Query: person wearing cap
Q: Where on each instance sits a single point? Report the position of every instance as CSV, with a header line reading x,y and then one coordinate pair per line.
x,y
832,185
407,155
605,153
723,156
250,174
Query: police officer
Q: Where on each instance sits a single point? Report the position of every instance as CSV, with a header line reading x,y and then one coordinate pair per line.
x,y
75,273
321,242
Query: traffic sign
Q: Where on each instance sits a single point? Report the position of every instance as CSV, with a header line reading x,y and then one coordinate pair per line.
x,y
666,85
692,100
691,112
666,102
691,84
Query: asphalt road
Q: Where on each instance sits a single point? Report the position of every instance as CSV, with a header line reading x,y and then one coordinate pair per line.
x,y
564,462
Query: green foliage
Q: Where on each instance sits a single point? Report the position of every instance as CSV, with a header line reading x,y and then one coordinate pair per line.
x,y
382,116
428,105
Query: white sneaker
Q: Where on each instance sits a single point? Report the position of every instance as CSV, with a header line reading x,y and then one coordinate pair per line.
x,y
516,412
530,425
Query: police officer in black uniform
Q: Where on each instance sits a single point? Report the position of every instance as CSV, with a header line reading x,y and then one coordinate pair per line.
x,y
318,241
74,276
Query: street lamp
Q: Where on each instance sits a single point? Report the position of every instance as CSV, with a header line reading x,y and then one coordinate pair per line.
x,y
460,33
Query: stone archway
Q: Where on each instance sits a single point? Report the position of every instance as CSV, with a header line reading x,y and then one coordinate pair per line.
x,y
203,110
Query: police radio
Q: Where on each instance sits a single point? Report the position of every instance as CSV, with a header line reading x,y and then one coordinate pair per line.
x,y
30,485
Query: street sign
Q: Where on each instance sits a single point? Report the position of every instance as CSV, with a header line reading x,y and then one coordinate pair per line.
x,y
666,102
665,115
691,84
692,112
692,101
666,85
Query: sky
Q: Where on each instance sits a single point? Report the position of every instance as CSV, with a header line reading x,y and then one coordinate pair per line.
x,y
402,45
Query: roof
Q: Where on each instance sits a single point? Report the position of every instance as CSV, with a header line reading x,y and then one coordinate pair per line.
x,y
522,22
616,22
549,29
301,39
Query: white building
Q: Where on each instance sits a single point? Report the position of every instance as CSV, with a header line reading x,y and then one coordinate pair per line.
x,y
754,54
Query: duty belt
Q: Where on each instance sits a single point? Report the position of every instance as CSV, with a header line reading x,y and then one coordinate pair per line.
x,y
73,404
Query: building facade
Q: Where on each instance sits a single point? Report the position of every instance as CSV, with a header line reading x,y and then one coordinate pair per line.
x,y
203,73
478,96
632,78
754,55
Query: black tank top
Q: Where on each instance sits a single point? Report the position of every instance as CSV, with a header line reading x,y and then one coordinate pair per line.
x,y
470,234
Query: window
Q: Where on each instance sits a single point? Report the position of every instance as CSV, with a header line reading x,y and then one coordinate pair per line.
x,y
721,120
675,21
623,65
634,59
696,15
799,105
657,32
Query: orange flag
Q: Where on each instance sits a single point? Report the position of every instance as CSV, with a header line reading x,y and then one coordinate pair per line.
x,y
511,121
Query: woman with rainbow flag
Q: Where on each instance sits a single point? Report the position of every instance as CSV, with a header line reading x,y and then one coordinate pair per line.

Task brief:
Reproduce the part of the material that opens with the line containing "Query: orange flag" and runs through the end of the material, including every line and the requests. Multiply each coordinate in the answers by 1.1 and round to whole numbers, with halves rounded up.

Exercise solution:
Query: orange flag
Q: Where on each instance sits a single point? Report the position of every instance as CSV, with a header line reading x,y and then one coordinate pair per line.
x,y
562,133
Query: woman with rainbow flag
Q: Where on each instance sits a single point? Report the position of every instance as CSV, with a header line reading x,y and then one coordinate pair per line.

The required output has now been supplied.